* [Goal of the exercise]: From the line that includes "Would you please locate the silver car in" to the last line of the data, quote each line precisely; both boundary lines belong in the answer.

>>

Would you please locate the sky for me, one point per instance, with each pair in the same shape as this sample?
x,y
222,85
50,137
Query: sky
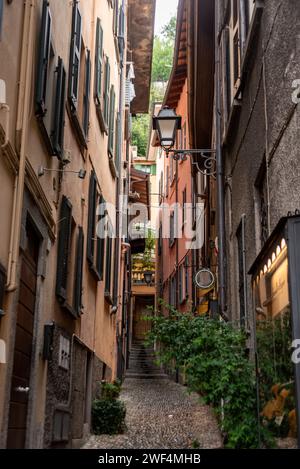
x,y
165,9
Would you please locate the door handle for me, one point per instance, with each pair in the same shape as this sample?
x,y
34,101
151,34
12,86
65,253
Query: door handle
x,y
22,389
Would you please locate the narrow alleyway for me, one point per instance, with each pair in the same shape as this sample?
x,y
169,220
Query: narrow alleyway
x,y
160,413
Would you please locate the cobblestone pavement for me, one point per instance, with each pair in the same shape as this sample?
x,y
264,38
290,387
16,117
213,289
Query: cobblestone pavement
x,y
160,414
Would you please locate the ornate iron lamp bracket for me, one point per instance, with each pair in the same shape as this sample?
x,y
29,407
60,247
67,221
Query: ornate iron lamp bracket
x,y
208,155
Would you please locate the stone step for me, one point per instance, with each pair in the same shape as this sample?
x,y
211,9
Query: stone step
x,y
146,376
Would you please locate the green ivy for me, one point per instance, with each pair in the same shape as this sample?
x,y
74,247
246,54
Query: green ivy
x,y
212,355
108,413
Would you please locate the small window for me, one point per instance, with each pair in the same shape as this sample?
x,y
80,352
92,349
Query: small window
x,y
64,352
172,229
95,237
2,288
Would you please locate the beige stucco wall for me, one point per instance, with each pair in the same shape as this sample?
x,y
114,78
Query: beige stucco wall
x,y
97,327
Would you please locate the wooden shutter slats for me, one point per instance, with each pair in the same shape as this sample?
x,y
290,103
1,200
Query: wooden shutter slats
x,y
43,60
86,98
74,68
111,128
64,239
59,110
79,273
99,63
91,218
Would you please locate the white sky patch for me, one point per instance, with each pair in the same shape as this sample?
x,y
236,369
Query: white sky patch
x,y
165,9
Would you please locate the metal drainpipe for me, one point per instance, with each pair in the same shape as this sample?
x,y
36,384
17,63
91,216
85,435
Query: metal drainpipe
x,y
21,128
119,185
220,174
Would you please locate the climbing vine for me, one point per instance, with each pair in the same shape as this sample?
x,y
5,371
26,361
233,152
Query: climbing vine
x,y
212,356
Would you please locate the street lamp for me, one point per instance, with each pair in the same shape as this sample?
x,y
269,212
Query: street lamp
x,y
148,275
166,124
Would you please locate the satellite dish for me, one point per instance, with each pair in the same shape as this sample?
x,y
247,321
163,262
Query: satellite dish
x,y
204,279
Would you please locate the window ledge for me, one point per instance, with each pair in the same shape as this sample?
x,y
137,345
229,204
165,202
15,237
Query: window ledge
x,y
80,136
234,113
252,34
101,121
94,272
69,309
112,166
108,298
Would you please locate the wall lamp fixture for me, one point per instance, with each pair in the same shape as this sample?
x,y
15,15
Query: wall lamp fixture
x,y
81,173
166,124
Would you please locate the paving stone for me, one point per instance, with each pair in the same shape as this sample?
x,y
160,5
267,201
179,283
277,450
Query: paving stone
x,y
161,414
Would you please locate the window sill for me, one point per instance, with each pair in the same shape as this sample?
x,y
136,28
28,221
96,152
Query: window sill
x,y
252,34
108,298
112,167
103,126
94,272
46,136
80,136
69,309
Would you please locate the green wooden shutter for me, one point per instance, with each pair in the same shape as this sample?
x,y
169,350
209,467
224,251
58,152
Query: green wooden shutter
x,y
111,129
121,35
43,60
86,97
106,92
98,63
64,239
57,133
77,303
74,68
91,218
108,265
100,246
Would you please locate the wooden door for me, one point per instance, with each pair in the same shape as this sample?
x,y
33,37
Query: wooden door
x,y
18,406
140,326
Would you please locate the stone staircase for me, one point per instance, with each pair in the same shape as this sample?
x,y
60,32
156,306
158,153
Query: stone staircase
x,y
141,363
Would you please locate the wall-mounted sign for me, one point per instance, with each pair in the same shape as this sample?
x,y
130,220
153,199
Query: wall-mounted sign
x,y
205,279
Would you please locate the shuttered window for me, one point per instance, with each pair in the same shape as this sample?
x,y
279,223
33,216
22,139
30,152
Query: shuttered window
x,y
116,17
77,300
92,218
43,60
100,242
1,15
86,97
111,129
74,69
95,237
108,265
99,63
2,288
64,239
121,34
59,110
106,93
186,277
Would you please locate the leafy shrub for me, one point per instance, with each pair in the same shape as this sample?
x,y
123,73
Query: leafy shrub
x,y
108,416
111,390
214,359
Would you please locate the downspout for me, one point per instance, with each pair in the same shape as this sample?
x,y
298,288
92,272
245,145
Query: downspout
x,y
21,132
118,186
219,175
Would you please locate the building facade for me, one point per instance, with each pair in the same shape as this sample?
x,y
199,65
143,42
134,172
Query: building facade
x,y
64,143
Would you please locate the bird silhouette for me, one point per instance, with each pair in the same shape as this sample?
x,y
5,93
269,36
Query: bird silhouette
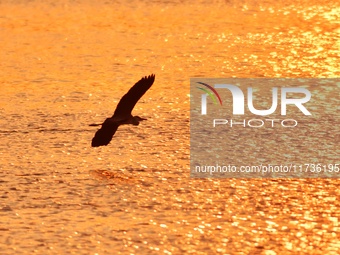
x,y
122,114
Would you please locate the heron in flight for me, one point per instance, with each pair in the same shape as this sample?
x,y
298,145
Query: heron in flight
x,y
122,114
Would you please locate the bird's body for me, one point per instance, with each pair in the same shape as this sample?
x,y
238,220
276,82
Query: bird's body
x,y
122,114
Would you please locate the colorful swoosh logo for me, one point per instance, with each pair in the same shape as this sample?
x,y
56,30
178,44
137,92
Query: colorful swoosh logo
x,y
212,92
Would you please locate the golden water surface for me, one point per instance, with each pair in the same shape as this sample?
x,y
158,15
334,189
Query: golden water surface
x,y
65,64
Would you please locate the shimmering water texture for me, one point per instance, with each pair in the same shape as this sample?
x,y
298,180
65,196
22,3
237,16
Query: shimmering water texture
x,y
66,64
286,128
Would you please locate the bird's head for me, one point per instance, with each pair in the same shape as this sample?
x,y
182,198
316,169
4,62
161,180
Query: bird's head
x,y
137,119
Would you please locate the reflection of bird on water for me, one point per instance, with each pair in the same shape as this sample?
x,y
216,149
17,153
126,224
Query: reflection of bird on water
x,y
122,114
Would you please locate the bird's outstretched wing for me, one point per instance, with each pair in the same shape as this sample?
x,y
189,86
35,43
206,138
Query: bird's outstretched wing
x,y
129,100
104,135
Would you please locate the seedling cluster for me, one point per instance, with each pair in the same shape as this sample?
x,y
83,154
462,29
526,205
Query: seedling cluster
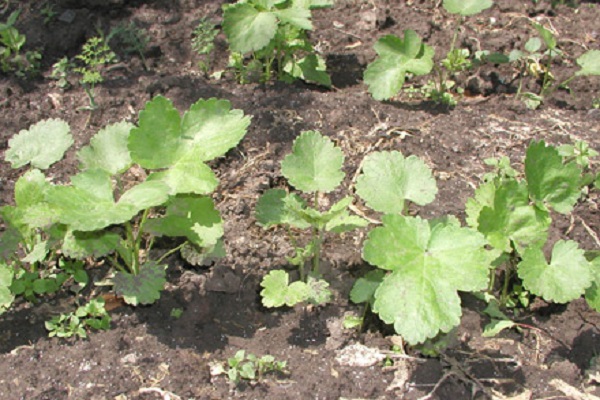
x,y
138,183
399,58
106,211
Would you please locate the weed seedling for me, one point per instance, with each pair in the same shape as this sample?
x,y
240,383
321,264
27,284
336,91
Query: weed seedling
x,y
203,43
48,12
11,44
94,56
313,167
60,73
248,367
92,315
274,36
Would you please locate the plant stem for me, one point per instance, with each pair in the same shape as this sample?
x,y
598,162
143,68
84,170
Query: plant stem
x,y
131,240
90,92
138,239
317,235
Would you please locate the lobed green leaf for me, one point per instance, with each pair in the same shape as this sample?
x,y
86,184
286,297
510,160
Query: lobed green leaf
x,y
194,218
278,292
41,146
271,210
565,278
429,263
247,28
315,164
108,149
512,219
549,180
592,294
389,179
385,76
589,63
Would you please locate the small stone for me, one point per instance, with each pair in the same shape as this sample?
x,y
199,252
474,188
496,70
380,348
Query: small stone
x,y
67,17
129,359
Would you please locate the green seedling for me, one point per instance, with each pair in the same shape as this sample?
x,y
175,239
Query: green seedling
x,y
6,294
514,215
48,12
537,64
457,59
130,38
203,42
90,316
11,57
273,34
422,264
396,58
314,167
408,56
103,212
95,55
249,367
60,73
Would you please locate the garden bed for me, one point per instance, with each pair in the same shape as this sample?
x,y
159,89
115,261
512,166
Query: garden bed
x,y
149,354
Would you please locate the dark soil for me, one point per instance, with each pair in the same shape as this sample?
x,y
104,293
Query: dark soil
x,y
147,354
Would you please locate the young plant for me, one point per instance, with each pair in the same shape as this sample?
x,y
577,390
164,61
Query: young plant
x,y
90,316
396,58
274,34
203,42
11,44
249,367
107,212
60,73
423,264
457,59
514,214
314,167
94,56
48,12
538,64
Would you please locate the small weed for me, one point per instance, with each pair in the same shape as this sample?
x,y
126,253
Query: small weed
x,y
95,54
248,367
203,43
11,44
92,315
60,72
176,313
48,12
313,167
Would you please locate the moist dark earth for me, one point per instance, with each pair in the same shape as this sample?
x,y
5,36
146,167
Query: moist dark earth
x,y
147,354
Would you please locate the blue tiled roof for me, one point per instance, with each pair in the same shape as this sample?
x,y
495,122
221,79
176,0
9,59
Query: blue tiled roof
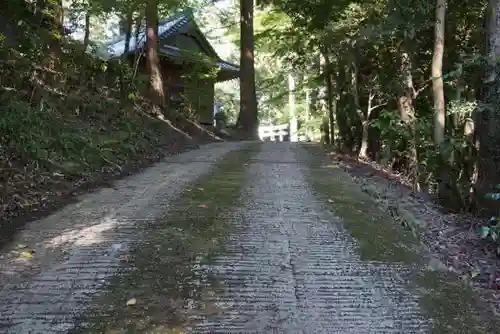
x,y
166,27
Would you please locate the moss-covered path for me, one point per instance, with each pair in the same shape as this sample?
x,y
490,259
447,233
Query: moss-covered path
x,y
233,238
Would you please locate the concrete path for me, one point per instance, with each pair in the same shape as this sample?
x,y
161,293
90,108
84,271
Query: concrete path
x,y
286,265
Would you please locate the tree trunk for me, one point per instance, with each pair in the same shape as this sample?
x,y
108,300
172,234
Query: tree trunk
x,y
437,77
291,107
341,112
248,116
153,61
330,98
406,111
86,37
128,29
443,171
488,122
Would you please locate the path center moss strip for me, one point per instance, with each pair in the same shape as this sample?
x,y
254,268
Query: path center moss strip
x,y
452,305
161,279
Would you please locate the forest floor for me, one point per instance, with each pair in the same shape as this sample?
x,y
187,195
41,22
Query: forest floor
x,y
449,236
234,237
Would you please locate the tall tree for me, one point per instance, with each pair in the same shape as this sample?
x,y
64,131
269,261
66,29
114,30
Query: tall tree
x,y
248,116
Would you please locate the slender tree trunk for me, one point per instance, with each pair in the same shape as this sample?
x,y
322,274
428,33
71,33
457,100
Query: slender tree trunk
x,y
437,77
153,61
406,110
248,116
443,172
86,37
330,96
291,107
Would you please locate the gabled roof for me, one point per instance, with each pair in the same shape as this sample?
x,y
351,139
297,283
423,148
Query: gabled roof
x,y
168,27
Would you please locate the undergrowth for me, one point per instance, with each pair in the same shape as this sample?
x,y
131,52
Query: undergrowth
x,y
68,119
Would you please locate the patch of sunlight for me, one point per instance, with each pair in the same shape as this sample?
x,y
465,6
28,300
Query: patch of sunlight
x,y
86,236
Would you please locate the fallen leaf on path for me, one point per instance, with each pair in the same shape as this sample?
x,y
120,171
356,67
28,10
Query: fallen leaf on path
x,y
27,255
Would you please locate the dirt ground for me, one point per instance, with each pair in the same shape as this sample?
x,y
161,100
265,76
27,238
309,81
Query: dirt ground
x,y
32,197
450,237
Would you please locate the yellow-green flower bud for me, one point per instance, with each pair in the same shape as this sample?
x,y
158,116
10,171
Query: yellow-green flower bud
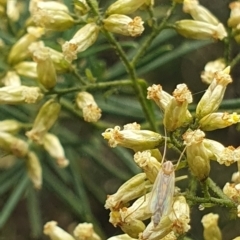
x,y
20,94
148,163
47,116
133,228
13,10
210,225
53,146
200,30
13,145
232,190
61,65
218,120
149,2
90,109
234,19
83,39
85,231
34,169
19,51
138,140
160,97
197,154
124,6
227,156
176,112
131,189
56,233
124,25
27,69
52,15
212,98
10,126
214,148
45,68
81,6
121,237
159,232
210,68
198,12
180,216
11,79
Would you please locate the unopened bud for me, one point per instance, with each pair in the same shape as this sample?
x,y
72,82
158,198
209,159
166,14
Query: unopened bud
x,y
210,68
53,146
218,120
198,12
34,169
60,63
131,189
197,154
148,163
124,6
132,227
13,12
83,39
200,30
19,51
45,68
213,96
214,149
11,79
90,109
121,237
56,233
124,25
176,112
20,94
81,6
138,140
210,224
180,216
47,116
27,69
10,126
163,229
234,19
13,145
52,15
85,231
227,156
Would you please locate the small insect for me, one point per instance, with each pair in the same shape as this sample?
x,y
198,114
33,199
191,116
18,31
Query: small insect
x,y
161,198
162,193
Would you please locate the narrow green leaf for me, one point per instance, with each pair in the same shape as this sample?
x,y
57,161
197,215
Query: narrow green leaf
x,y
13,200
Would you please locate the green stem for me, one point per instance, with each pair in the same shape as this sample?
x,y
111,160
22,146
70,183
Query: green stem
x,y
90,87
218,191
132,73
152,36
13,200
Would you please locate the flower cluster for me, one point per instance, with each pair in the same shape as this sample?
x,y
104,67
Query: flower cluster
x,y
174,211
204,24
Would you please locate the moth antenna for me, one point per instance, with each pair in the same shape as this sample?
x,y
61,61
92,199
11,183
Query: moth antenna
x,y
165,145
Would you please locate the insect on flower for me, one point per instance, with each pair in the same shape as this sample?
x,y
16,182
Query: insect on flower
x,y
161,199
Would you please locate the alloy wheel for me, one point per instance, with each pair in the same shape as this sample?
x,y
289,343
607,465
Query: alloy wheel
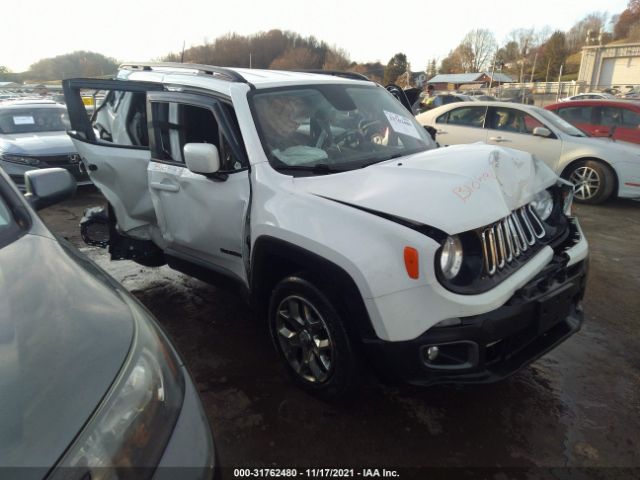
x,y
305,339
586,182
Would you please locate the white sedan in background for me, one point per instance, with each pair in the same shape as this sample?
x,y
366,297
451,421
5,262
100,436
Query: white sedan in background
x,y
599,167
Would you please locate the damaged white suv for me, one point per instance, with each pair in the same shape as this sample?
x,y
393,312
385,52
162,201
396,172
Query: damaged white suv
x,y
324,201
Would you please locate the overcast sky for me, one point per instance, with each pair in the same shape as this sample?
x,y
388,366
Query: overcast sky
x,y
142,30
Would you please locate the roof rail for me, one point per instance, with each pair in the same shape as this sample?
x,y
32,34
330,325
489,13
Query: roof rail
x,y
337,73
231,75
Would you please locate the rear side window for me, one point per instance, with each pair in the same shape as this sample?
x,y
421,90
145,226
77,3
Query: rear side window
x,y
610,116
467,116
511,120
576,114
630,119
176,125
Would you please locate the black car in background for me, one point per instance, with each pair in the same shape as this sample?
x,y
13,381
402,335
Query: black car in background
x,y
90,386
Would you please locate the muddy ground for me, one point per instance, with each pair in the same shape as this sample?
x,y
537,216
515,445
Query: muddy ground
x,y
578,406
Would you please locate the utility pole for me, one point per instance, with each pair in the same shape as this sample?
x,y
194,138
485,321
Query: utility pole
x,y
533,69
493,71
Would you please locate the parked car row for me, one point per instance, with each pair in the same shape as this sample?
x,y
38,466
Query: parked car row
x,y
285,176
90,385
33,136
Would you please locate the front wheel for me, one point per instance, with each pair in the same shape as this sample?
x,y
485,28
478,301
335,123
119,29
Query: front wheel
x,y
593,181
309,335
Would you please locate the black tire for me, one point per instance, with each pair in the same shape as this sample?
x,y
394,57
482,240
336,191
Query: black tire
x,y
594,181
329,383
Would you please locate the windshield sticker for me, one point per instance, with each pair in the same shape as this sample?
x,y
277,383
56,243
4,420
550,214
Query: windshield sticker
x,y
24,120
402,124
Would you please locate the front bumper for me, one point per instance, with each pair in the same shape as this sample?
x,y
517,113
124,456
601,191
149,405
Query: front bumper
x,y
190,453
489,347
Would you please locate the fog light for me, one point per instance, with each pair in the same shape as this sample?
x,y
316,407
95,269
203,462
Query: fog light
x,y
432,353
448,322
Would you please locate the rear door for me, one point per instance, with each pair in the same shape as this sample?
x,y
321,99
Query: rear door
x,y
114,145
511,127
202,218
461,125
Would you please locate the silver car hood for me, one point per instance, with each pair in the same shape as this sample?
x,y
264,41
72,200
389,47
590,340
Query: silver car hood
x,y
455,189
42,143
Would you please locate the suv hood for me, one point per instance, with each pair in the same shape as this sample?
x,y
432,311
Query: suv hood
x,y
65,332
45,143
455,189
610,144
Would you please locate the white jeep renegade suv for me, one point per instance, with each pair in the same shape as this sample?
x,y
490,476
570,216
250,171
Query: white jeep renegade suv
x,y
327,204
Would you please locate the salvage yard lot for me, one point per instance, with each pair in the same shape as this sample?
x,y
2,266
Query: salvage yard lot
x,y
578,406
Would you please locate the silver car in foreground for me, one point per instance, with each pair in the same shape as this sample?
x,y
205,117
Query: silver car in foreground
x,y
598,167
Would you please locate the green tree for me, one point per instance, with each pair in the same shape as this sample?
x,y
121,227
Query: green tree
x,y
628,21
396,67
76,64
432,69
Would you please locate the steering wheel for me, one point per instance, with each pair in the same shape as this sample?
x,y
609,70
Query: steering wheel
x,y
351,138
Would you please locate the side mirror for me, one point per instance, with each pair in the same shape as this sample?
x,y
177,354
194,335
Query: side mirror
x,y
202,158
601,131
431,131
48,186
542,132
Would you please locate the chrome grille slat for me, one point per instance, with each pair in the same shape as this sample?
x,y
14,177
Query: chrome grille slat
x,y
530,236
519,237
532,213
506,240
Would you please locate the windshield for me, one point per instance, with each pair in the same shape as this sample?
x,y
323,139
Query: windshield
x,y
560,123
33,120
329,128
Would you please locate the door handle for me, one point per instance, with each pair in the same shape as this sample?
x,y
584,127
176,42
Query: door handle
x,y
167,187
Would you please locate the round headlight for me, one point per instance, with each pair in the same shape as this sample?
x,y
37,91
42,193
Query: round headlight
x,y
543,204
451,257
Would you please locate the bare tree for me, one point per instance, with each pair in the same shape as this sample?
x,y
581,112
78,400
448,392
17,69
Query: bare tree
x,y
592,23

<<

* [Task response]:
Would you please locate the silver car in foreground for me, one point per instance, with each pair in the same shape as this sample?
x,y
205,117
Query: silver car in foreground
x,y
598,167
Would you please locate the green tree for me, one point per instance, with each pair in the same shape as this sample?
x,y
121,227
Query: green tree
x,y
628,21
396,67
76,64
432,69
Would you please locate the steering wheel for me, one point per instance, with each pair in the same shape as this sample?
x,y
609,70
Query: steering wheel
x,y
351,138
Would you please locate the side mirror for me, one point per instance, with each pair in the same shape as this sample?
x,y
177,354
194,335
Query: side mirror
x,y
202,158
601,131
431,131
48,186
542,132
Would you please locate the chrome grille slat for me, one point per instance, with each pair in the same shape as this sample?
x,y
14,177
Query: chrome grille slat
x,y
530,236
519,237
532,213
506,240
Would you please locate the windshield for me, one point per instance, with each pair in the same shape as this sample?
x,y
323,139
Query: windshield
x,y
560,123
33,120
329,128
Would you please locate the door handle for me, one point per instance, with each pair in the same shape as this sample?
x,y
584,127
176,42
Query: door handle
x,y
167,187
Would you please locate the round headlight for me, one point per instance, with each pair in the same shape as this sample?
x,y
37,91
42,193
Query: round headlight
x,y
543,204
451,257
Would you please locate the bare tree for me, one point per instance, with each pair in the same shape as this sample?
x,y
581,112
78,400
448,392
17,69
Query: bare tree
x,y
592,23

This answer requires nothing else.